>>>>

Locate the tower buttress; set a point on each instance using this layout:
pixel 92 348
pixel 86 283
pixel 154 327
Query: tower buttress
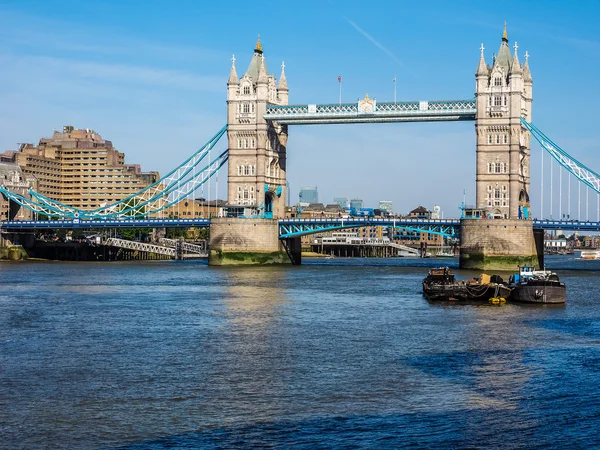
pixel 503 95
pixel 257 147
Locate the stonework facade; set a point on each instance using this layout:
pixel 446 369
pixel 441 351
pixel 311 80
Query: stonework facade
pixel 257 148
pixel 503 95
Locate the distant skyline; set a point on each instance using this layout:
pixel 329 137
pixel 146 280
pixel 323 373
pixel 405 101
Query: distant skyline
pixel 150 76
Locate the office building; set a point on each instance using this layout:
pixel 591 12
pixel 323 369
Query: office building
pixel 309 194
pixel 386 205
pixel 79 168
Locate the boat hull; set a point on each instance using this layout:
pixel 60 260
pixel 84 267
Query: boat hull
pixel 540 292
pixel 463 291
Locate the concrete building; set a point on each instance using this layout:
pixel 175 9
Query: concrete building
pixel 257 149
pixel 79 168
pixel 342 201
pixel 504 95
pixel 13 179
pixel 309 194
pixel 386 205
pixel 356 203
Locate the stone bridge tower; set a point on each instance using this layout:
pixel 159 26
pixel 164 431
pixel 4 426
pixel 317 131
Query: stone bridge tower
pixel 257 147
pixel 503 95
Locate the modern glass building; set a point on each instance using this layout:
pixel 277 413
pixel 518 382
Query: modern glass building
pixel 309 194
pixel 385 205
pixel 356 203
pixel 342 201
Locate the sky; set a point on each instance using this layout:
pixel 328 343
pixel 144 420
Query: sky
pixel 151 77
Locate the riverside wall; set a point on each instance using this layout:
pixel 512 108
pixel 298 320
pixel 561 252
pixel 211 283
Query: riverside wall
pixel 499 244
pixel 245 242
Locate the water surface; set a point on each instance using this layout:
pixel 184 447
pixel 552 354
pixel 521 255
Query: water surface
pixel 334 353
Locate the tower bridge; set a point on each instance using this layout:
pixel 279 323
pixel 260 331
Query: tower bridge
pixel 258 120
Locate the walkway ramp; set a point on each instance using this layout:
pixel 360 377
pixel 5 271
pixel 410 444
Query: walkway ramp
pixel 191 250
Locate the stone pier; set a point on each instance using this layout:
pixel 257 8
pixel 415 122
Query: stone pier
pixel 245 242
pixel 498 244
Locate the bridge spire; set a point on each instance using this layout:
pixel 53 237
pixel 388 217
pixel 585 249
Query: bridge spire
pixel 516 65
pixel 526 72
pixel 282 79
pixel 233 78
pixel 482 67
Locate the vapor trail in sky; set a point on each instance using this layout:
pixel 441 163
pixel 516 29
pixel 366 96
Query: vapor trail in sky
pixel 373 40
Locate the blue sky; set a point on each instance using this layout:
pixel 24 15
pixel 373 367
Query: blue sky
pixel 151 75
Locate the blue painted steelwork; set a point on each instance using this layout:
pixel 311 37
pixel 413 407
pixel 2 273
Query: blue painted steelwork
pixel 578 169
pixel 301 227
pixel 415 111
pixel 566 225
pixel 16 225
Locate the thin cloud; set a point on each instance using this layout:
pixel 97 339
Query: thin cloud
pixel 374 41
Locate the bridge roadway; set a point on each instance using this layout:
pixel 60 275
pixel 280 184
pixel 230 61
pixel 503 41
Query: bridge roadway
pixel 292 227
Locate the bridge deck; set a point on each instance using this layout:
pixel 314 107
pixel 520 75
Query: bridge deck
pixel 372 112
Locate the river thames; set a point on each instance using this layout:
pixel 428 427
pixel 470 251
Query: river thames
pixel 334 353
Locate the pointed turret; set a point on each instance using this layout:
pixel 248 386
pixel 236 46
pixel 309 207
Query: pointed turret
pixel 282 90
pixel 504 58
pixel 282 79
pixel 233 79
pixel 262 71
pixel 256 61
pixel 516 66
pixel 526 72
pixel 482 67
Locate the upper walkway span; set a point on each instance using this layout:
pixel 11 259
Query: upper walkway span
pixel 369 111
pixel 289 228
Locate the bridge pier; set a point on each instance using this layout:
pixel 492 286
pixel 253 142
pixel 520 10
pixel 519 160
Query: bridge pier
pixel 497 244
pixel 245 242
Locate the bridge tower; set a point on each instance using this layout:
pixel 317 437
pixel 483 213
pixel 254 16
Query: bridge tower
pixel 257 148
pixel 503 95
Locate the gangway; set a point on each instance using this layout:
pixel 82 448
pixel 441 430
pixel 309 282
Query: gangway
pixel 152 248
pixel 199 249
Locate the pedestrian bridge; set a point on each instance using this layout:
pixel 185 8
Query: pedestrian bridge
pixel 292 227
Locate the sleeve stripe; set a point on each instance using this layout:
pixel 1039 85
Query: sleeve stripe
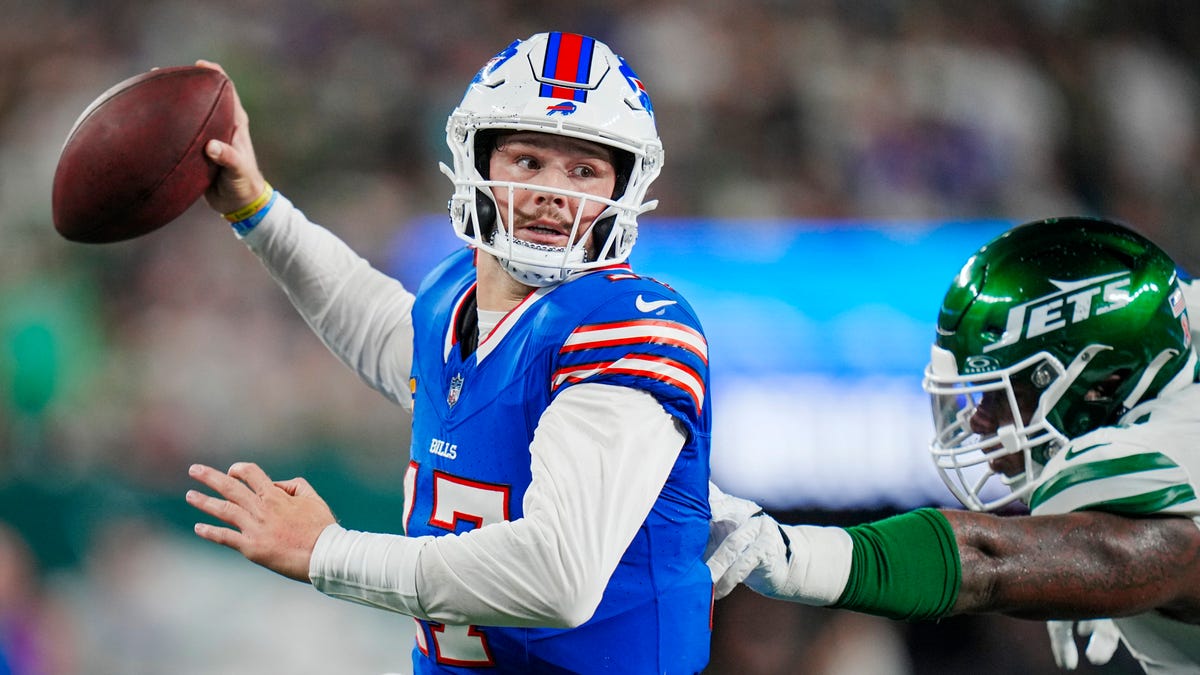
pixel 1101 470
pixel 637 332
pixel 641 365
pixel 1149 503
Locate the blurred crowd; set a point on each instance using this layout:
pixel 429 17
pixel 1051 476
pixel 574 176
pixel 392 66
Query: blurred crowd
pixel 120 364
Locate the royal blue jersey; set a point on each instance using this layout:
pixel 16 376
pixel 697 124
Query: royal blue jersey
pixel 474 419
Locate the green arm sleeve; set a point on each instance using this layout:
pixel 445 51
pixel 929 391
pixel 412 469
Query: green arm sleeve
pixel 904 567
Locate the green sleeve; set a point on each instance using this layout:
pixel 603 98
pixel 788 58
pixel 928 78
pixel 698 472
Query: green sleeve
pixel 904 567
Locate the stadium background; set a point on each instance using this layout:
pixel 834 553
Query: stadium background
pixel 828 166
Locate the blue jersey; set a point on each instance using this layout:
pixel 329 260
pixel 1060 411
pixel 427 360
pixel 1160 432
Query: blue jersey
pixel 474 418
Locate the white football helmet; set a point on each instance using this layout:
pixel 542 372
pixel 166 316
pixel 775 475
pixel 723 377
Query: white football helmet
pixel 555 83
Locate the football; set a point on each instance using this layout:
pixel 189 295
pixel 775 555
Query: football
pixel 135 159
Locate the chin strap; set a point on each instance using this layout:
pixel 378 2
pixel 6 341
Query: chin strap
pixel 1151 372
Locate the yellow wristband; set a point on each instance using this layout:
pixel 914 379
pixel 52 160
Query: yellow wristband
pixel 253 207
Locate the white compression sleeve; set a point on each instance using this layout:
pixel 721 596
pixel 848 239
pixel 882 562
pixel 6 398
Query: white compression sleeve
pixel 600 457
pixel 360 314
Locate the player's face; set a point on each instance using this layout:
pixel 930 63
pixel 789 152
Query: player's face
pixel 994 411
pixel 557 162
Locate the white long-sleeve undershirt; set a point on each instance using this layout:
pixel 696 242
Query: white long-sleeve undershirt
pixel 599 458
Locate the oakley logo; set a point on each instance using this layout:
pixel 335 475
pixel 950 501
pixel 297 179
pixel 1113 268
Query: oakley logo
pixel 564 108
pixel 1075 302
pixel 649 306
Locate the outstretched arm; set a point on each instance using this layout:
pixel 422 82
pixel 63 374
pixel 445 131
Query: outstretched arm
pixel 360 314
pixel 1078 565
pixel 931 563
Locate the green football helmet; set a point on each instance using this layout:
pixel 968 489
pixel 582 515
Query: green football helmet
pixel 1050 330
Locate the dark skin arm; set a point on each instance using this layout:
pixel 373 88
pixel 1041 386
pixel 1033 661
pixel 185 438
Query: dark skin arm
pixel 1078 566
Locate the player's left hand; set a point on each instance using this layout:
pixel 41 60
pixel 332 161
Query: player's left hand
pixel 729 514
pixel 276 524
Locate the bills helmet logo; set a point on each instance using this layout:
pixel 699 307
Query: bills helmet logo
pixel 564 108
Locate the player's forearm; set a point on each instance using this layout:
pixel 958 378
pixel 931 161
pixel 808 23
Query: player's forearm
pixel 901 567
pixel 1078 566
pixel 600 458
pixel 364 316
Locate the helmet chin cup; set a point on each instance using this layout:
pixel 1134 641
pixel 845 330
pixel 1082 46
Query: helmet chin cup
pixel 533 264
pixel 485 211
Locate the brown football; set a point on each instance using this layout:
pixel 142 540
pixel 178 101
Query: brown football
pixel 135 159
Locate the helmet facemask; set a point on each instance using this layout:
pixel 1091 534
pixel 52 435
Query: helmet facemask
pixel 1015 407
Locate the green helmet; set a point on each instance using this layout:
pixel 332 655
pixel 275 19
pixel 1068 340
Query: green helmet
pixel 1050 330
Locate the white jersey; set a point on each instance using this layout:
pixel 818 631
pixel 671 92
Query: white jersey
pixel 1146 465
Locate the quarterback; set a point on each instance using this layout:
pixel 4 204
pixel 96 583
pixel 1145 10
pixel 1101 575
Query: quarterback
pixel 1062 369
pixel 557 495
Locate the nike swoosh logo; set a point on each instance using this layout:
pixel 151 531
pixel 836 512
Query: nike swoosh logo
pixel 649 306
pixel 1073 452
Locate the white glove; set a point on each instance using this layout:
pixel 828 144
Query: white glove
pixel 754 553
pixel 1103 638
pixel 808 565
pixel 729 514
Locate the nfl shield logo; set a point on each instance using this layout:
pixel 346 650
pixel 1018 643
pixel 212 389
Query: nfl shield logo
pixel 455 389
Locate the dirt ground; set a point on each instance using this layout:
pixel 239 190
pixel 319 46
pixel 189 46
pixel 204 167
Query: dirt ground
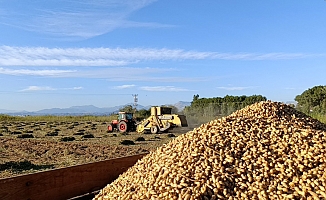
pixel 28 147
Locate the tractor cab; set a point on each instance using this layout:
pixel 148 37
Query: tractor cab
pixel 123 116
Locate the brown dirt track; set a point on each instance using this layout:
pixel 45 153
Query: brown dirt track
pixel 28 155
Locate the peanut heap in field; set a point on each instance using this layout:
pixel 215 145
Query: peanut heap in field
pixel 265 151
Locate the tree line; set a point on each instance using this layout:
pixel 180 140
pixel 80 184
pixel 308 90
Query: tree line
pixel 312 101
pixel 220 106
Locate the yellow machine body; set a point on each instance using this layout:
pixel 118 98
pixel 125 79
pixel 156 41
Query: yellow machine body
pixel 161 120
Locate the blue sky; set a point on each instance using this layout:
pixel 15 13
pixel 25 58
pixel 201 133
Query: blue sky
pixel 62 53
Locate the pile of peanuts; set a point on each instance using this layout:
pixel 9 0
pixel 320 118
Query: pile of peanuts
pixel 265 151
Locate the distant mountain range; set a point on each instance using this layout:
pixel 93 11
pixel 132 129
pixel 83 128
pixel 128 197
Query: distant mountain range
pixel 84 110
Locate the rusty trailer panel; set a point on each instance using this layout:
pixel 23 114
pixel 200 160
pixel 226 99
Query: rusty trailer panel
pixel 67 182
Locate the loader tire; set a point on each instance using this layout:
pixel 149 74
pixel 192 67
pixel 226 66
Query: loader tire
pixel 110 128
pixel 122 126
pixel 154 129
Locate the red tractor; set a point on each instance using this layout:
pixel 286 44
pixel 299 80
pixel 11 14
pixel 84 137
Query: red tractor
pixel 124 123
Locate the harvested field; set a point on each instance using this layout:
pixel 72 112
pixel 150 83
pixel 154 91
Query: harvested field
pixel 51 145
pixel 265 151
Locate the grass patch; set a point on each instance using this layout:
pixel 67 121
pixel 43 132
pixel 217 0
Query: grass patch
pixel 139 139
pixel 88 136
pixel 52 134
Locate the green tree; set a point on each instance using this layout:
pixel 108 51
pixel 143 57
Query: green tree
pixel 312 100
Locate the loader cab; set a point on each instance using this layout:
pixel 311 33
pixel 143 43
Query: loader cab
pixel 123 116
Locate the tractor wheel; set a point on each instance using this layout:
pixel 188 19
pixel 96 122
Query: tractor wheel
pixel 122 126
pixel 154 129
pixel 110 128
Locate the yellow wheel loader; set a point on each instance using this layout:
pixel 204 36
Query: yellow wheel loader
pixel 161 120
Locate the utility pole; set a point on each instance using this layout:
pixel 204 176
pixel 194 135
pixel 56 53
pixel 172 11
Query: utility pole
pixel 135 101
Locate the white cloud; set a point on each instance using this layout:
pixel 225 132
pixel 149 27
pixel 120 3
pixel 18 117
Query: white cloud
pixel 18 72
pixel 77 88
pixel 81 19
pixel 42 56
pixel 124 87
pixel 234 88
pixel 38 88
pixel 47 88
pixel 163 89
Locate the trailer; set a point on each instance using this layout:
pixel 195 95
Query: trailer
pixel 76 182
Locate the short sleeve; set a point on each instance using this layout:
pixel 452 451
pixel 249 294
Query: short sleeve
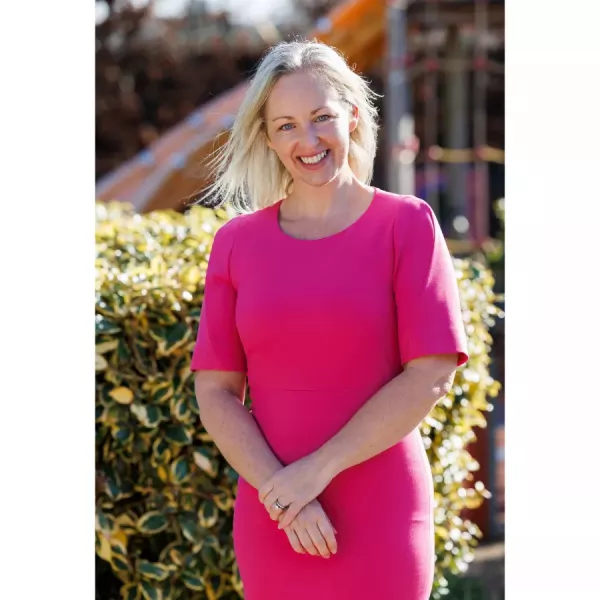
pixel 218 345
pixel 425 286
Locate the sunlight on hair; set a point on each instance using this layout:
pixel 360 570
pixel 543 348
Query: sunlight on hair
pixel 246 174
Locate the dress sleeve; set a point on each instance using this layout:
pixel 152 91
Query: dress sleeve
pixel 218 345
pixel 426 290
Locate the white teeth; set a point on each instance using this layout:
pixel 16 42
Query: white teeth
pixel 313 160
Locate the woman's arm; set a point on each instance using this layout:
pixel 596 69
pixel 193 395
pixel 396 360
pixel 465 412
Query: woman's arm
pixel 390 415
pixel 383 421
pixel 233 429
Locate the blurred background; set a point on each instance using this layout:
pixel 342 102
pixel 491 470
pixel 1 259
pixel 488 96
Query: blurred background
pixel 170 75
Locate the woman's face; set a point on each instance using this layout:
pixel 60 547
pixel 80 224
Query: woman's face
pixel 308 127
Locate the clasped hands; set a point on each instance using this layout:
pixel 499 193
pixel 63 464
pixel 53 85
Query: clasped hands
pixel 289 497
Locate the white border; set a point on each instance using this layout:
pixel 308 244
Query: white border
pixel 46 299
pixel 552 326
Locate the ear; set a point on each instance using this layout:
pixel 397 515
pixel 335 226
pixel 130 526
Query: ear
pixel 353 122
pixel 266 134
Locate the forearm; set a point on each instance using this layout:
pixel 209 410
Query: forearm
pixel 238 437
pixel 384 420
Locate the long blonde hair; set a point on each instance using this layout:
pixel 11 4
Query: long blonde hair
pixel 246 174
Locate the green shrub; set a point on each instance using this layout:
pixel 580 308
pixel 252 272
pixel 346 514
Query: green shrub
pixel 164 494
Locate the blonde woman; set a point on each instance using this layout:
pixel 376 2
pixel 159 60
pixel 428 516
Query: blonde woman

<<<<

Repeat exactly the lines above from the one with "Query: white football helmet" up to and including the one with "pixel 335 475". No other line belongs in the reply.

Query: white football helmet
pixel 555 83
Locate the football; set a point on each instance using this layout:
pixel 189 295
pixel 775 555
Query: football
pixel 135 159
Locate the chin strap; set a point on each instance using this layout:
pixel 378 2
pixel 6 341
Query: chin strap
pixel 1151 372
Locate the yellow wristband; set a point on each instance using this layout:
pixel 914 379
pixel 52 160
Query: yellow wristband
pixel 253 207
Locate the white compression sleeve; set a point on each instance using this layout:
pixel 721 596
pixel 848 239
pixel 882 562
pixel 6 398
Query: white compression sleeve
pixel 600 457
pixel 360 314
Locate the player's face; set a point on each instance using this layout:
pixel 930 63
pixel 789 152
Query: player's face
pixel 994 411
pixel 557 162
Locate the white long-sleeve undershirt; set a point on each instance using this layout:
pixel 696 242
Query: white long-sleeve undershirt
pixel 599 458
Locate the oakley logo; set a point on each instance using this layout:
pixel 335 475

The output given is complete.